## Task to carry out
Each record must be printed again exactly as it appears.

Start of Block

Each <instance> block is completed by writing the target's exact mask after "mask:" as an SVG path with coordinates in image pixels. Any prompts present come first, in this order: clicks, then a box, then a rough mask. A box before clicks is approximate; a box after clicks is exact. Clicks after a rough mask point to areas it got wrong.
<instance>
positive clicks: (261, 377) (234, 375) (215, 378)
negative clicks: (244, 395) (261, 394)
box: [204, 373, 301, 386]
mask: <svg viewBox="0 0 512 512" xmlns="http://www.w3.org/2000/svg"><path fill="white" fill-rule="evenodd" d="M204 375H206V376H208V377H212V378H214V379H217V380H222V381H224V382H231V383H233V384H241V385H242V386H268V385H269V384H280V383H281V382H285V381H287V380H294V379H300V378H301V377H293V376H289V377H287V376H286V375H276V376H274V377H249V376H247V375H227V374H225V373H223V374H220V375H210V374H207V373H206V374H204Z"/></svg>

End of Block

## Reply to the exercise
Each <instance> block is completed by writing the target's exact mask after "mask:" as an SVG path with coordinates in image pixels. Any prompts present come first, in this order: clicks, then a box, then a rough mask. A box before clicks is approximate; a box after clicks is exact. Clicks after a rough mask point to areas it got wrong.
<instance>
positive clicks: (261, 377) (234, 375) (215, 378)
negative clicks: (244, 395) (261, 394)
box: [204, 373, 301, 386]
mask: <svg viewBox="0 0 512 512" xmlns="http://www.w3.org/2000/svg"><path fill="white" fill-rule="evenodd" d="M204 375H206V376H208V377H212V378H214V379H217V380H222V381H224V382H231V383H233V384H241V385H242V386H268V385H269V384H280V383H281V382H285V381H287V380H294V379H300V378H301V377H293V376H289V377H287V376H286V375H276V376H274V377H249V376H247V375H227V374H225V373H223V374H220V375H210V374H207V373H206V374H204Z"/></svg>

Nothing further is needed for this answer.